[Problem] Find each line of the material below that contains the word "instance", matching case exactly, and copy those lines.

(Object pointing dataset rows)
(begin)

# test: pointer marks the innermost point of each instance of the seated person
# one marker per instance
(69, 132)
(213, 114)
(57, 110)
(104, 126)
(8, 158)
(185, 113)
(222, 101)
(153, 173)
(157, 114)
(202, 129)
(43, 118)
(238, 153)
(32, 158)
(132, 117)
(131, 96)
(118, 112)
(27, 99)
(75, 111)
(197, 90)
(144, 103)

(end)

[Reply to the task]
# test: pointer marks the innermost point of each instance of the seated person
# one marker per instance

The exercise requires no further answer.